__Text passage__:
Saturday, July 4, 2015
recession?
Four consecutive months of negative GDP growth have caused the usual suspects to begin fretting about a possible recession with the all too predictable calls for stimulus spending and interest rate cuts. Certainly the Notley government's tax hikes in the midst of the falling oil price turmoil has put a damper on the previously energetic oil and gas sector but worries about the Canadian economy are unfounded and the cure suggested by establishment economists would certainly be worse than the disease.
GDP doesn't matter. The problem with GDP is that it measures government spending as if it were productive. If the government were to hire ten bureaucrats to sit in a room and play cards then the GDP would go up. If these same bureaucrats were to be fired then GDP would go down. In fact it can be even worse than this because those bureaucrats may not simply be employed at nothing they could be actively employed in creating barriers to the production of wealth. The impetus regulation of industry was large firms seeking to impose high fixed costs on their industry in order to hobble small competitors. An official who is employed in imposing regulatory hurdles on industry not only fails to add to the wealth of a nation but actually retards it's creation, and yet the GDP statistic counts this person's salary as if wealth were being created.

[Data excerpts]
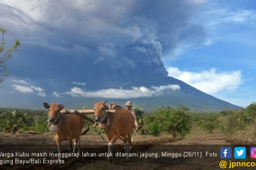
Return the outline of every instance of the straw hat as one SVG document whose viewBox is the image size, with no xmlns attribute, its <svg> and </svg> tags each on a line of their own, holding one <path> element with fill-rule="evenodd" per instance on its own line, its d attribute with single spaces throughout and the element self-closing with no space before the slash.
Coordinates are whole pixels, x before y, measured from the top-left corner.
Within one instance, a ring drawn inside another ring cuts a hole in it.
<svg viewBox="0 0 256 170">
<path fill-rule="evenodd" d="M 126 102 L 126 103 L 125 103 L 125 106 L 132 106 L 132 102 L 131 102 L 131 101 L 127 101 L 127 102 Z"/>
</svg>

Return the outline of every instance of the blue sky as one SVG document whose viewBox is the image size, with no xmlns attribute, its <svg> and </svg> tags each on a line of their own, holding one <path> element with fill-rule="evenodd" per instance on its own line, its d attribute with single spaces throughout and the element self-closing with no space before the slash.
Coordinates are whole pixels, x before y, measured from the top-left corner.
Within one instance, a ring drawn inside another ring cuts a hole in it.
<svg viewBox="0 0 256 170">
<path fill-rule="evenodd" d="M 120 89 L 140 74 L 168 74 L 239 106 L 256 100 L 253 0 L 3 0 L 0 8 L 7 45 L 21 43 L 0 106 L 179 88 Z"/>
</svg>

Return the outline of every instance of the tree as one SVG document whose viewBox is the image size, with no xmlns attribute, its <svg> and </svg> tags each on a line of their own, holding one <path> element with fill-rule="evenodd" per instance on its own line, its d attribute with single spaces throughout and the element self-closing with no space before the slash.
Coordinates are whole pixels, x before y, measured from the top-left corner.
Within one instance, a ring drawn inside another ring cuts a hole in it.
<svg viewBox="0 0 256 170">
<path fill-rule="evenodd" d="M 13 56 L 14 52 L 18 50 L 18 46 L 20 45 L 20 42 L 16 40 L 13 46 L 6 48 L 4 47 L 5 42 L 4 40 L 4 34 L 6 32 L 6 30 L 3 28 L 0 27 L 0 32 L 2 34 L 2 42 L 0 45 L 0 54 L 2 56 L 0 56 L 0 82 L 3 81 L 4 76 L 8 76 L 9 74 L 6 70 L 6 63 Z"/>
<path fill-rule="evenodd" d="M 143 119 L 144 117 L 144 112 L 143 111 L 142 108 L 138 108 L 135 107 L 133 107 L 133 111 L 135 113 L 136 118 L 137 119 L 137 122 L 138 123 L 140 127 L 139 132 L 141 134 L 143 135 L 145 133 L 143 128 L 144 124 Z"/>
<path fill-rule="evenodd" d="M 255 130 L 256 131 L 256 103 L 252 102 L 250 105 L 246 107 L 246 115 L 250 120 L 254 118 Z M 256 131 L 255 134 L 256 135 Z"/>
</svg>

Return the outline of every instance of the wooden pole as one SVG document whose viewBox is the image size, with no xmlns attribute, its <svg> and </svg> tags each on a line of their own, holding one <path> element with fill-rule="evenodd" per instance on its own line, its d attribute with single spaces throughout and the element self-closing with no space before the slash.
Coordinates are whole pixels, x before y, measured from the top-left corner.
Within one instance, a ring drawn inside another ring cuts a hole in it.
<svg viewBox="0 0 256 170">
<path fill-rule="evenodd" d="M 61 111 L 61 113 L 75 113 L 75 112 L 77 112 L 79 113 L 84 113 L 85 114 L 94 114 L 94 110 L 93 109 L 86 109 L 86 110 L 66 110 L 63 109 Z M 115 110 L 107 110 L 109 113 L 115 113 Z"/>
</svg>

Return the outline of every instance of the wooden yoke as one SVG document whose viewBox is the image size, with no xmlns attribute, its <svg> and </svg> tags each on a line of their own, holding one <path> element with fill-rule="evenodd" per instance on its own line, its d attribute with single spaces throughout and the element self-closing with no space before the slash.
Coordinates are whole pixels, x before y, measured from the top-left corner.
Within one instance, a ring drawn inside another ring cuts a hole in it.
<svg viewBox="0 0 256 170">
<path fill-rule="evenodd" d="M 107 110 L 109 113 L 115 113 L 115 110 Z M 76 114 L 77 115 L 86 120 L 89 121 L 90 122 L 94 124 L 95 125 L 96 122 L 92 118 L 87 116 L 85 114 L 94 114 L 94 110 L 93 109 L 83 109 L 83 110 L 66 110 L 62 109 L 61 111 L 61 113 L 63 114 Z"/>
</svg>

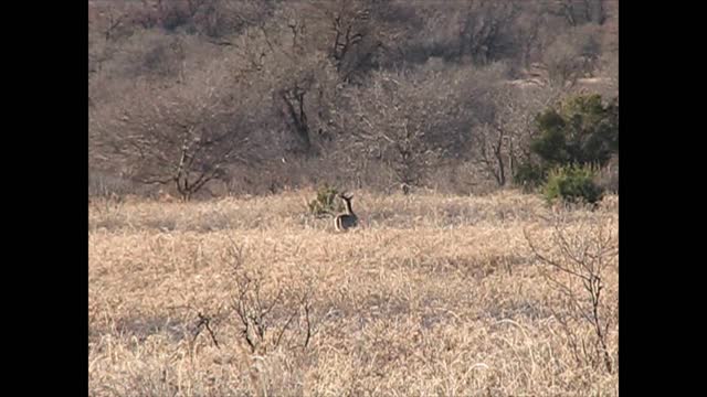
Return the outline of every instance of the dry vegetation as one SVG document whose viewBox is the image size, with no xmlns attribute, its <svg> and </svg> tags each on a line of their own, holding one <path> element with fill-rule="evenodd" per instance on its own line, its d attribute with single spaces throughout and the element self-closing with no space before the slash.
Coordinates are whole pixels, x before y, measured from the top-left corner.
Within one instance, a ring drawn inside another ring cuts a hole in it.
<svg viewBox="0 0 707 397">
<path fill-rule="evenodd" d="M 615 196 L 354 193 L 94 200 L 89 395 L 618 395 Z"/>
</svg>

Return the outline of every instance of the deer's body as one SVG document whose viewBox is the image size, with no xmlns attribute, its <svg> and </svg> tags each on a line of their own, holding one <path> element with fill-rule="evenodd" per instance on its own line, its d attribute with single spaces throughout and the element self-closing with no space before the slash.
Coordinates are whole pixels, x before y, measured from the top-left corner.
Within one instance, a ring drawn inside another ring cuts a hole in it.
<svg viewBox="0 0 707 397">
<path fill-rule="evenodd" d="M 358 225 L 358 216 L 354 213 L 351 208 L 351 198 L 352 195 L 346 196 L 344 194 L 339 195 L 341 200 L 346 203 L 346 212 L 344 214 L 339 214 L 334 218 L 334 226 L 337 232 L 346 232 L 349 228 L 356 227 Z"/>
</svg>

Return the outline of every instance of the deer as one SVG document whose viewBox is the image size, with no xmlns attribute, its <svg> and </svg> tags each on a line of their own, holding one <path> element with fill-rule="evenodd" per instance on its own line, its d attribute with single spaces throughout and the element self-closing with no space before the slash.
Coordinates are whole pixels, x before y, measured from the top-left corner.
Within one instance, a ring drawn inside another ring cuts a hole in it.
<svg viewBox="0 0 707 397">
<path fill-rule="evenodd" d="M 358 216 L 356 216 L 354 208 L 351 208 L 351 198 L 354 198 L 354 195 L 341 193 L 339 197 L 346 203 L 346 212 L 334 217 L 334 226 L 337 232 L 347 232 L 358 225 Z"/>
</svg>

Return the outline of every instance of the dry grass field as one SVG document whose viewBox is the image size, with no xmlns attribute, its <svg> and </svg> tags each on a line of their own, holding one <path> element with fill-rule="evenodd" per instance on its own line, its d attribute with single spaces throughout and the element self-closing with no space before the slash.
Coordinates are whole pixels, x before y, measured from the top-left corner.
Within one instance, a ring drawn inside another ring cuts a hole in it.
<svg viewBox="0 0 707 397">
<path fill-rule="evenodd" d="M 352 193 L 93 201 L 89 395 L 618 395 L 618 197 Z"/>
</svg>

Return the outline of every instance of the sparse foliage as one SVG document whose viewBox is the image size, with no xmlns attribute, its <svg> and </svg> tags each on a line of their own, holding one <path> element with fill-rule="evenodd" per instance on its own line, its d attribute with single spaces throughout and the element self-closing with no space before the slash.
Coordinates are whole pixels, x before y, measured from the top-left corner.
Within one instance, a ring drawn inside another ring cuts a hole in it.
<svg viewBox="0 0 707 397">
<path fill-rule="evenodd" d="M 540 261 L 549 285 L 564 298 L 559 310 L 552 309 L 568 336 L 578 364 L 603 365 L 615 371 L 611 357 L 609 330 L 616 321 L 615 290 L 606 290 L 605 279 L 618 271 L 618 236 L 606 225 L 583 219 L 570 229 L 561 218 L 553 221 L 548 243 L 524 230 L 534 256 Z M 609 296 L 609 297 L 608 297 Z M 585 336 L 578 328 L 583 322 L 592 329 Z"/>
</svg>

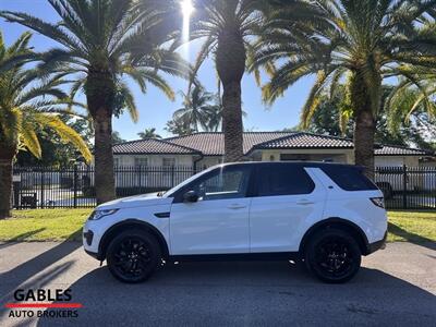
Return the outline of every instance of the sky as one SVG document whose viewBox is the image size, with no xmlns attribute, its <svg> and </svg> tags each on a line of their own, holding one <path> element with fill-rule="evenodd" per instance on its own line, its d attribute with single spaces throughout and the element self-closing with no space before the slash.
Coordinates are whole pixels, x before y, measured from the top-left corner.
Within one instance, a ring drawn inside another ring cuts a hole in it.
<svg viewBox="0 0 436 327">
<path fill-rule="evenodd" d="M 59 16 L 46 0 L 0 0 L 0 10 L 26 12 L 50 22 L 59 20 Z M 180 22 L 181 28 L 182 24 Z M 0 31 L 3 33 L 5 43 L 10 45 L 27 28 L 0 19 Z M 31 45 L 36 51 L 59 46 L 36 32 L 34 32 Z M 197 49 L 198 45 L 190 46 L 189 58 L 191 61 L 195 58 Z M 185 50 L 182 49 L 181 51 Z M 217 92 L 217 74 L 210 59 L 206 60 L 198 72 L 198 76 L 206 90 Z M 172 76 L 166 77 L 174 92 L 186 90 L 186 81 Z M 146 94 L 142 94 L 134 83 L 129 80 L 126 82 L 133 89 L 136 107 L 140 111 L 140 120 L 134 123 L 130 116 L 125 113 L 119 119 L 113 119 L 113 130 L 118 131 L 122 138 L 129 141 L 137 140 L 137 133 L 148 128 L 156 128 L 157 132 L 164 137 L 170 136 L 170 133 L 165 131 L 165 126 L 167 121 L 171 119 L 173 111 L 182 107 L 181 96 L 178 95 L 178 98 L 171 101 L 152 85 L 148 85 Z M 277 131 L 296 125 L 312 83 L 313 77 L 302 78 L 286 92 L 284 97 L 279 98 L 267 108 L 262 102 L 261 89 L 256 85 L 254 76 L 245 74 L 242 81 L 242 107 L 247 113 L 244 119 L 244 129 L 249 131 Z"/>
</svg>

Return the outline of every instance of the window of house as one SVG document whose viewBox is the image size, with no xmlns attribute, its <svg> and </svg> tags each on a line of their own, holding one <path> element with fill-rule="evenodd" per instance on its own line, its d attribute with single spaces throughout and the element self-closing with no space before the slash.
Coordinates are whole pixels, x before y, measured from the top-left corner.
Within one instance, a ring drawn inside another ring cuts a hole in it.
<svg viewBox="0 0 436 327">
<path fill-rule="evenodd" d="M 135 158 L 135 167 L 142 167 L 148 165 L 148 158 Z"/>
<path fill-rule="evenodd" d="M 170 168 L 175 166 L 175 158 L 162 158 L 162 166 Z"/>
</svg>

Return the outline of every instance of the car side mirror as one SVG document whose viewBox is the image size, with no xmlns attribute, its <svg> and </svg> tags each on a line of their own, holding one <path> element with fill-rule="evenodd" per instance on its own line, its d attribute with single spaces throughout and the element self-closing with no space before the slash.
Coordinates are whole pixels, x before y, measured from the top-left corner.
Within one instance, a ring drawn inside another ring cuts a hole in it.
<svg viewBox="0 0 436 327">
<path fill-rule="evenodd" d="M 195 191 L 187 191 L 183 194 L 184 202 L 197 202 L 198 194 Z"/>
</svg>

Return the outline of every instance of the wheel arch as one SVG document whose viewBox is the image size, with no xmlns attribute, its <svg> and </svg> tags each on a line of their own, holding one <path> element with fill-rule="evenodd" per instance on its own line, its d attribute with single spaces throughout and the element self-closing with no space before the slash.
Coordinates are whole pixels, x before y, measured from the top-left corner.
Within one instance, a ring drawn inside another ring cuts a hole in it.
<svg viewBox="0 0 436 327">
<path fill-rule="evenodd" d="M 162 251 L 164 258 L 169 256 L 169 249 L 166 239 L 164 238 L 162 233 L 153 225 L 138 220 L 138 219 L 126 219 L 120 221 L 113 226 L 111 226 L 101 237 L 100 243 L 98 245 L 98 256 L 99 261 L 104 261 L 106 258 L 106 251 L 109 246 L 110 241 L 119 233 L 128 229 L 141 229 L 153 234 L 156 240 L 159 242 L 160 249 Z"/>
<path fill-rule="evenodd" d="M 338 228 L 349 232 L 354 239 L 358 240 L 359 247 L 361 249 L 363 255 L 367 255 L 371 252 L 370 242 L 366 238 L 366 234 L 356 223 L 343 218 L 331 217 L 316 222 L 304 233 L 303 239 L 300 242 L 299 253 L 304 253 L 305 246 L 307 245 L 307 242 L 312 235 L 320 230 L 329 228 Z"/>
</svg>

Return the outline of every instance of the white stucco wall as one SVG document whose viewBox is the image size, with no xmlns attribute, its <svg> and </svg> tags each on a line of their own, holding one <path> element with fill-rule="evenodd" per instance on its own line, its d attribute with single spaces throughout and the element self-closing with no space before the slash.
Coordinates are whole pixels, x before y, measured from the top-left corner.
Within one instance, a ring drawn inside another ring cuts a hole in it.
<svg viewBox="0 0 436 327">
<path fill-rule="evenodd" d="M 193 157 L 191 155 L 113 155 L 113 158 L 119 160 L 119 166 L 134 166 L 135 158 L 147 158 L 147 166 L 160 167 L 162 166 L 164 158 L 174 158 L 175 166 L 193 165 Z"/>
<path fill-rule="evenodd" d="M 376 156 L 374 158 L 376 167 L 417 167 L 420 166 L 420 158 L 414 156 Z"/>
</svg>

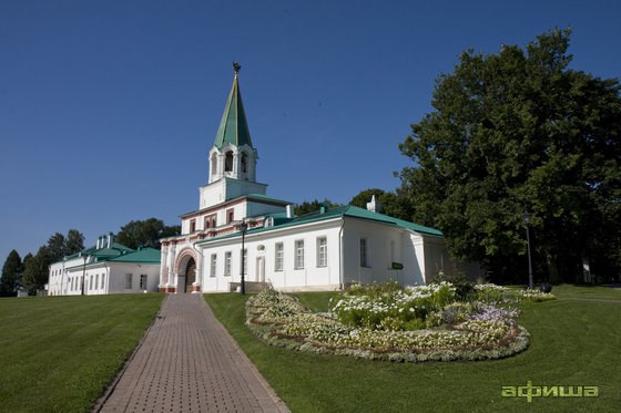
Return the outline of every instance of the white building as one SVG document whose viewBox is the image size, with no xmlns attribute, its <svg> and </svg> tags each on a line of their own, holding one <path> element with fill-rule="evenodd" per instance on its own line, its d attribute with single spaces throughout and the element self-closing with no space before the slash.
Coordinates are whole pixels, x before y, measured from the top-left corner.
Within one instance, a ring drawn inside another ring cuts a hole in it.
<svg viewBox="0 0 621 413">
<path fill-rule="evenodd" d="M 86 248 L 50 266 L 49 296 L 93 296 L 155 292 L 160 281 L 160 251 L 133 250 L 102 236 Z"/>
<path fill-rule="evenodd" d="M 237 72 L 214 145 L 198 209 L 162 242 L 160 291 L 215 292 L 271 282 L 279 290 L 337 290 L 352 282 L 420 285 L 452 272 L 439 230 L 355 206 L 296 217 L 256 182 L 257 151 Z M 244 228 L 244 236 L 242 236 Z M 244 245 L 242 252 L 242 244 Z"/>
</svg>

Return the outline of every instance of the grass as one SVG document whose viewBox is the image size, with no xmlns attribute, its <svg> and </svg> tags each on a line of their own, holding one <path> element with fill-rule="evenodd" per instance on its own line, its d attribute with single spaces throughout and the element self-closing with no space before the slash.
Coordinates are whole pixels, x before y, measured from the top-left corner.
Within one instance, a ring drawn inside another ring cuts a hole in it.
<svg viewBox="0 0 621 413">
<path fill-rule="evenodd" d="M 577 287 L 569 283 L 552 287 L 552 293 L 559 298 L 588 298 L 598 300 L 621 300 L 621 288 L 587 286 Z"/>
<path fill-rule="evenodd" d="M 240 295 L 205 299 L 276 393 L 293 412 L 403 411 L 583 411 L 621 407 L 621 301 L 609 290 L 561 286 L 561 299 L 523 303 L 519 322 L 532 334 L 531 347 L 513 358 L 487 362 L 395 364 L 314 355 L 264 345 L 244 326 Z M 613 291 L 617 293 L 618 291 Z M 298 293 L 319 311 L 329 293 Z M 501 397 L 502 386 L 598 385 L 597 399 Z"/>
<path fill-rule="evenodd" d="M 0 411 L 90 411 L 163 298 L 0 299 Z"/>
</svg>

__List of tasks__:
**a)** Answer these questions using the post on recession fears:
(i) How many consecutive months of negative GDP growth does it mention?
(ii) Whose government's tax hikes does it say have put a damper on the oil and gas sector?
(iii) What does it say would happen to GDP if the ten bureaucrats playing cards were fired?
**b)** Extend the post on recession fears with a new paragraph that picks up after its final sentence.
The listing comes from a separate source, unrelated to the post on recession fears.

__Solved tasks__:
**a)**
(i) Four.
(ii) The Notley government's.
(iii) GDP would go down.

**b)**
Statistics are only useful to would be central planners overcome with hubris. The only planning that a market economy needs is accomplished by entrepreneurs with the aid of the price system. Through the effortless adjustment of prices on the basis of supply and demand entrepreneurs are able to best allocate scarce resources towards their most efficacious ends. Individuals who advocate for interest rate cuts to combat a fall in GDP do so because they still subscribe to the long discredited Keynesian explanation of the business cycle. Keeping interest rates artificially low creates a false prosperity by encouraging uneconomic investments in capital goods industries. Ideally interest rates would be set by the market, as a function of the degree of consumer savings, instead of through the machinations of central bankers. Most likely interest rates are far below their optimal level and should be raised but the only way to know for sure is to remove state intervention in the money supply entirely (which, incidentally, would put an end to the boom-bust business cycle which has plagued the western world since the advent of central banking).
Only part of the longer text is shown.